## BEGIN RAW RECORDS

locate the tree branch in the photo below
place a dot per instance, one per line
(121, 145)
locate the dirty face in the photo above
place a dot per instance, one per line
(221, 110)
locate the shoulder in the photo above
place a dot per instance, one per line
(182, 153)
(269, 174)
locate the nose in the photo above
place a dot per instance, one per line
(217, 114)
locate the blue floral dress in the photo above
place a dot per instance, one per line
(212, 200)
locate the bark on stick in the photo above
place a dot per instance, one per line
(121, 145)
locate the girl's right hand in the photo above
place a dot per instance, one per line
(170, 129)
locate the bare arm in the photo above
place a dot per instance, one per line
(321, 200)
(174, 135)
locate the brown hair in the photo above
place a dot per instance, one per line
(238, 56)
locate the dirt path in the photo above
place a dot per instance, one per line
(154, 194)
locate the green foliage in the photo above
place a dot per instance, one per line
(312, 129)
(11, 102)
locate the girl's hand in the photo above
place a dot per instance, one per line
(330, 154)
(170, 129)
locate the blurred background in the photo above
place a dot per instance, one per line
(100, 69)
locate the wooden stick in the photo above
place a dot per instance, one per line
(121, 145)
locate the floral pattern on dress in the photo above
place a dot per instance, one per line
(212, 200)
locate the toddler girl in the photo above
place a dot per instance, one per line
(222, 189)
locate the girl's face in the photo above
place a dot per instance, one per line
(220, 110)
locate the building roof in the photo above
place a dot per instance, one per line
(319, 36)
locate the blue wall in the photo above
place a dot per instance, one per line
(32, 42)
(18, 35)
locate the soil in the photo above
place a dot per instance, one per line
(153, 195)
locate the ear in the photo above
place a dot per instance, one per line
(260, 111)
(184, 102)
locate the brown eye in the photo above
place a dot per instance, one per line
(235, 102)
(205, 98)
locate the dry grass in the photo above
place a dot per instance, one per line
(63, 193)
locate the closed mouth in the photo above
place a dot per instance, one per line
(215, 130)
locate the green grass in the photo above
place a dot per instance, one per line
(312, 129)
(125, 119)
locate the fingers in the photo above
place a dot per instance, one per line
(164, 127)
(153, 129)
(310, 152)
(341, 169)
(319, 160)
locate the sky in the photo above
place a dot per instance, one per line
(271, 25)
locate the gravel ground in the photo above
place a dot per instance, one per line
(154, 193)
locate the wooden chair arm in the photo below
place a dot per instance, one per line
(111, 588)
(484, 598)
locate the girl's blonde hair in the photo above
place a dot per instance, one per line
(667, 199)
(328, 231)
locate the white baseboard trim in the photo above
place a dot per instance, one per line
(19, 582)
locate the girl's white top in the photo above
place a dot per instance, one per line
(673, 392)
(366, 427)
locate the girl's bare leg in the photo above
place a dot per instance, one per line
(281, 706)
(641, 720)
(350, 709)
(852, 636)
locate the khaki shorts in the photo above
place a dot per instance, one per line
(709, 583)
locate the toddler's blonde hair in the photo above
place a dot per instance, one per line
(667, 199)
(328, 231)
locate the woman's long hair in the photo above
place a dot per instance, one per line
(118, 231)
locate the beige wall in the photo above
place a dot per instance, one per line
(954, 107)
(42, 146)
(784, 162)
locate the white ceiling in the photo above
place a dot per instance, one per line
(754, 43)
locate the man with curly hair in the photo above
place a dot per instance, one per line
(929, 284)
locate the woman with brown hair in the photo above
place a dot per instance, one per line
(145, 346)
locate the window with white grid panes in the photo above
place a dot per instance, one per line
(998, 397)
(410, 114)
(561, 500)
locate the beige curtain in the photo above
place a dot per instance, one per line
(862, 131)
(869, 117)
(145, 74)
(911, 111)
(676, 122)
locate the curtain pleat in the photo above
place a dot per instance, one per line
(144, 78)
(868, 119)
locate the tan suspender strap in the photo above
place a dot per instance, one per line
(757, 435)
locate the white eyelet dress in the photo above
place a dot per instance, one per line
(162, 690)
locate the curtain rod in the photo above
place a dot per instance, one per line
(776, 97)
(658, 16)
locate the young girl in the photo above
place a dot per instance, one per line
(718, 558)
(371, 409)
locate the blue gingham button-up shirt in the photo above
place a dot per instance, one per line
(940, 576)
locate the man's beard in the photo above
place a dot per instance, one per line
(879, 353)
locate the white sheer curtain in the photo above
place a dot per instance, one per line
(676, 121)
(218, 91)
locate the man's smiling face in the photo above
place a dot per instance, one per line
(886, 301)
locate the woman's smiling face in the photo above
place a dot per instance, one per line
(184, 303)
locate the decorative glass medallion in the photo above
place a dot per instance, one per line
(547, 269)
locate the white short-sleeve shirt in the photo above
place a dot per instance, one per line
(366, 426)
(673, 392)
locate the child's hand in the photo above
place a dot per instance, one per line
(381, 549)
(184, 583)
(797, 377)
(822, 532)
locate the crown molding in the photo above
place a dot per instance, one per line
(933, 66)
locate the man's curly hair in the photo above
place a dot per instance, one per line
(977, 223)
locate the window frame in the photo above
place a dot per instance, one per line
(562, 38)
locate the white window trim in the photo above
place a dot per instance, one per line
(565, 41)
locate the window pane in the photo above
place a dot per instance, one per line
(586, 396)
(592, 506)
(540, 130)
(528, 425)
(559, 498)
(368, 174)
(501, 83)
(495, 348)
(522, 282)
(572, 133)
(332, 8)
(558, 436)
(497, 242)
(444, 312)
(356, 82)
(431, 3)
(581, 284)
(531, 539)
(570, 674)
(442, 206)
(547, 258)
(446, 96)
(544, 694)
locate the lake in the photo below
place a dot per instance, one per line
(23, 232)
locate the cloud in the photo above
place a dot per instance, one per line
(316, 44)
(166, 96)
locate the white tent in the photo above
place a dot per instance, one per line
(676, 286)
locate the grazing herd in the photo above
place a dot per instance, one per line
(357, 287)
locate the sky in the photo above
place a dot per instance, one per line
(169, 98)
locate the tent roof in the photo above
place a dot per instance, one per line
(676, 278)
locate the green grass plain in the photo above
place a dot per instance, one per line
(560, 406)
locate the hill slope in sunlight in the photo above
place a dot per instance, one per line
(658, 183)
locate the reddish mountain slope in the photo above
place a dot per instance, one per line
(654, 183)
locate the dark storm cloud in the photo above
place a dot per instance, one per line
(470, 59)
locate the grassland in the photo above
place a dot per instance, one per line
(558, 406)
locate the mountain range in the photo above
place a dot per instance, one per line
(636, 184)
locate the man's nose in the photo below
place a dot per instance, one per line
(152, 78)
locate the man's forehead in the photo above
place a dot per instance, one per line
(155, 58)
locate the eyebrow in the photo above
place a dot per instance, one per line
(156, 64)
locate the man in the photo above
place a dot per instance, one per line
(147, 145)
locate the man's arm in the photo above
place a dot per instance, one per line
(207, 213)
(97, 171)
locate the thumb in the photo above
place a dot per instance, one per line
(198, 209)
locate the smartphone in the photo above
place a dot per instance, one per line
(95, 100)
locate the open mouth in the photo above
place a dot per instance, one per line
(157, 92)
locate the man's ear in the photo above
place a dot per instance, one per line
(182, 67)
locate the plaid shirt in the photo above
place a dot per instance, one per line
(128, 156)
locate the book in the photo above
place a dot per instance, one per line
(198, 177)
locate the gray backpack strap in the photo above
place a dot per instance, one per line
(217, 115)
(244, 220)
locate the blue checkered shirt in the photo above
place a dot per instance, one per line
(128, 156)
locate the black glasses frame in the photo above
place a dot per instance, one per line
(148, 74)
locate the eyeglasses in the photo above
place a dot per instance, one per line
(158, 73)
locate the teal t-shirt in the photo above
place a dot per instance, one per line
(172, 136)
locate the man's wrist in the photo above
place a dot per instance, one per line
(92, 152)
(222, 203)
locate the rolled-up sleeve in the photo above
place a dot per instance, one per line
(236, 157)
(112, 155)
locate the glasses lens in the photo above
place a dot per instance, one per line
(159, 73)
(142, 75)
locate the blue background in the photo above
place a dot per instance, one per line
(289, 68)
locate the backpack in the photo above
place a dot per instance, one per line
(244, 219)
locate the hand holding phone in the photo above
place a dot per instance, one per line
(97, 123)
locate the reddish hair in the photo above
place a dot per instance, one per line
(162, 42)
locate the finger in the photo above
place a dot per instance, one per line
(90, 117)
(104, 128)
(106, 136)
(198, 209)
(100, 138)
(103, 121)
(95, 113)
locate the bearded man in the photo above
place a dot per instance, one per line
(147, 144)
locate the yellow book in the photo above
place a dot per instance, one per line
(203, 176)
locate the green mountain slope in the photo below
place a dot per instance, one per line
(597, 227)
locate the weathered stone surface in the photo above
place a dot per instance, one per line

## END RAW RECORDS

* _SHORT TASK_: Set down exactly what runs from the line with "locate the eyeglasses in the photo above" to the last line of the data above, including both of those lines and no others.

* _ANSWER TO THE EXERCISE_:
locate the eyeglasses in the photo above
place a dot per instance, one per line
(158, 73)
locate the teal t-shirt in the photo above
place a dot per instance, one per line
(172, 136)
locate the man's wrist in the photo above
place a dot per instance, one per line
(92, 152)
(222, 203)
locate the rolled-up sleeve in the photo above
place a dot per instance, one per line
(236, 157)
(112, 155)
locate the glasses lens in the photo above
place a dot per instance, one per line
(159, 73)
(142, 75)
locate the blue background in the photo above
place a dot per instance, one per line
(289, 68)
locate the backpack in the photo above
place a dot per instance, one per line
(244, 219)
locate the hand holding phone in the photo above
place a dot per instance, one per line
(97, 123)
locate the reddish hair in the photo above
place a dot per instance, one per line
(162, 42)
locate the finger in the photo above
place a dot per instance, one per line
(90, 117)
(104, 128)
(106, 136)
(198, 209)
(100, 138)
(103, 121)
(95, 113)
locate the bearded man in the photo above
place a dot per instance, one per line
(147, 144)
locate the yellow book in the photo above
place a dot per instance, one per line
(203, 176)
locate the green mountain slope in the photo below
place a dot per instance, one per line
(597, 227)
locate the weathered stone surface in the photo above
place a dot per instance, one per line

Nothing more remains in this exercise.